___ SUPPLIED ENTRIES

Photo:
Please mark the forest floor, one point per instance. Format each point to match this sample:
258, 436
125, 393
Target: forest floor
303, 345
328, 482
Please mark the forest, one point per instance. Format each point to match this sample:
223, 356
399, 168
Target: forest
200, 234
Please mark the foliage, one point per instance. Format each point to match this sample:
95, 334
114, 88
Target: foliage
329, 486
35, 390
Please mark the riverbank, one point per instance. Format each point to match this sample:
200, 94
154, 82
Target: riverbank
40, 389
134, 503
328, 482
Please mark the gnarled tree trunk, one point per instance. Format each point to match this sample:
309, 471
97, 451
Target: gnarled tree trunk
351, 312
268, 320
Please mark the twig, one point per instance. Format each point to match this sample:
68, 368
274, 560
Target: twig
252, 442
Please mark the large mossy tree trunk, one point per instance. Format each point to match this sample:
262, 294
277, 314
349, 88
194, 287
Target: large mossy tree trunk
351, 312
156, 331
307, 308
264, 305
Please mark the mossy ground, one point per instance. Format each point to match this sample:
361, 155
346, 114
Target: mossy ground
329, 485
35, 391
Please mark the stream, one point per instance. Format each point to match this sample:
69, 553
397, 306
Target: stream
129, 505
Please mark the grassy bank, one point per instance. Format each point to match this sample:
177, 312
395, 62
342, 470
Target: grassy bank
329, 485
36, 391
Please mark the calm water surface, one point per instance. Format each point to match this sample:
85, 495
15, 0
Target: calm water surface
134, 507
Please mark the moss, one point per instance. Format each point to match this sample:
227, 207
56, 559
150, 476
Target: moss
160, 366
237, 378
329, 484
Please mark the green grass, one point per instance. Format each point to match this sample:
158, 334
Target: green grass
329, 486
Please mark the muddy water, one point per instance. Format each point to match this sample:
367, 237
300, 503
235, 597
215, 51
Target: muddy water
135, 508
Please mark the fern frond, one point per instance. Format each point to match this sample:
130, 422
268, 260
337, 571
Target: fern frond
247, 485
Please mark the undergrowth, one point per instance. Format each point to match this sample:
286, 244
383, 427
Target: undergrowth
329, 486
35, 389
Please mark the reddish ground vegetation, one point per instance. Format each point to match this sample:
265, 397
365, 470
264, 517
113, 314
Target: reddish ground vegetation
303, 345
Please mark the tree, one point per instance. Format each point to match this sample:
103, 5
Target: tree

______

* _ACTIVITY_
In full and without change, transcribe every line of the records above.

* _ANSWER TO THIS TASK_
Photo:
Please mark the forest floor, one point per instance. Format each point to match this sample:
258, 436
125, 393
Target: forest floor
303, 345
328, 482
Please mark the forest, one point per instance. Format each point to match this sample:
223, 356
399, 168
Target: forest
200, 234
Please mark the foliage, one point per instance. Format each point to match this sample:
95, 334
114, 88
Target: foliage
329, 486
35, 390
Please mark the riverbank, one point per instance. Format each point to match this sample:
200, 94
154, 82
Target: riverbank
40, 389
134, 503
328, 482
Please mark the gnarled tree trunk, one point per instance. Format each point to match this sample:
309, 471
97, 451
Target: gnarled tree trunk
351, 312
268, 320
Please mark the twig, one point per instance. Format each point to match this sample:
68, 368
274, 560
Target: twig
252, 442
Please mark the large mossy tree trunk, one point per instance. Format each point to match this sample:
262, 294
277, 314
349, 88
194, 287
Target: large mossy tree trunk
351, 312
156, 331
307, 308
264, 305
Please mark the mossy ground, one point per instance. Format each point to match this sample:
361, 155
346, 114
Target: mossy ground
329, 485
35, 391
Please mark the stream, one point per instance. Format each point to match this sample:
69, 553
397, 306
Target: stream
129, 505
Please mark the grassy bank, one point per instance. Format each point to match this sample:
177, 312
395, 62
342, 470
Target: grassy bank
329, 485
36, 391
Please mark the calm water surface, one point per instance. Format each point to match this sample:
85, 495
15, 0
Target: calm water surface
134, 507
Please mark the moss, one point per instance. Format each point to match this sample:
227, 207
56, 559
150, 476
Target: moss
160, 366
237, 378
329, 484
Please mark the green grass, one point per instance. Format each point to match this sample:
158, 334
Target: green grass
329, 486
Please mark the muddy water, one point per instance. Format each point to match this sample:
367, 237
300, 503
235, 597
215, 51
Target: muddy water
135, 508
Please mark the fern frond, one point per instance. Format each point to match this sample:
130, 422
268, 260
337, 571
Target: fern frond
247, 485
Please mark the undergrowth, one point per instance. Format each point to match this sample:
286, 244
383, 427
Target: undergrowth
329, 486
35, 389
Please mark the reddish ground vegetation, one point per instance. Format each point to match this sample:
265, 397
365, 470
264, 517
113, 314
Target: reddish ground vegetation
303, 345
Please mark the tree, one point per instance. Format each point to match this sample:
103, 5
Target: tree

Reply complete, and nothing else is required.